**WHAT TO WORK ON:** Under this line are the records; write out word for word the part that begins at the line containing "Please indicate the man's arm" and ends at the line containing "Please indicate the man in the", and no more.

**GIVEN DATA:**
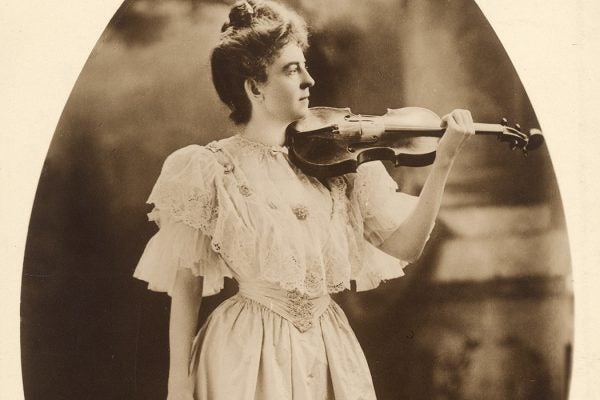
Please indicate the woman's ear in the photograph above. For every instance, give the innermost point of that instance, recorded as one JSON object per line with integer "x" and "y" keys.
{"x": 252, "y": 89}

==

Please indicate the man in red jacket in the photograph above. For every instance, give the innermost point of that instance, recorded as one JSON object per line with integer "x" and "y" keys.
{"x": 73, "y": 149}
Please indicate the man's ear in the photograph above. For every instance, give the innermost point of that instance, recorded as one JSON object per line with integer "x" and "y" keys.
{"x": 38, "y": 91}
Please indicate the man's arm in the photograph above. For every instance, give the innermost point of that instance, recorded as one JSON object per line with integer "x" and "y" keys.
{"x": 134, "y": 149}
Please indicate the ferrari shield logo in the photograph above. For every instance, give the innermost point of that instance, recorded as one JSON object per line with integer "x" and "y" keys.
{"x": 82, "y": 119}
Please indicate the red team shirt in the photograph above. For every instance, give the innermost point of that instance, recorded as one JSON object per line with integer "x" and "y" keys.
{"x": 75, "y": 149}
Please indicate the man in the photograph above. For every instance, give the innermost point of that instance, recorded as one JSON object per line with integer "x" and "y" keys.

**RESULT OF THIS TASK:**
Please indicate the man's arm in the photograph above. For every instance, give the innermost point of that instance, recorded as one JSON object per line with integer "x" and "y" keys.
{"x": 134, "y": 149}
Please indicate the ferrari shield logo in the photograph above. For every instance, give the innermost point of that instance, recorded as one JSON object per line with integer "x" and "y" keys.
{"x": 82, "y": 119}
Please indicate the red team shirt in the photograph above. For every instance, give the innermost point of that instance, recorded as one JSON object per line with integer "x" and "y" keys.
{"x": 75, "y": 149}
Please indicate the man in the photograph above. For every instance, give the innermost point of that instance, recorded as one JSON object per line with integer "x" and "y" keys.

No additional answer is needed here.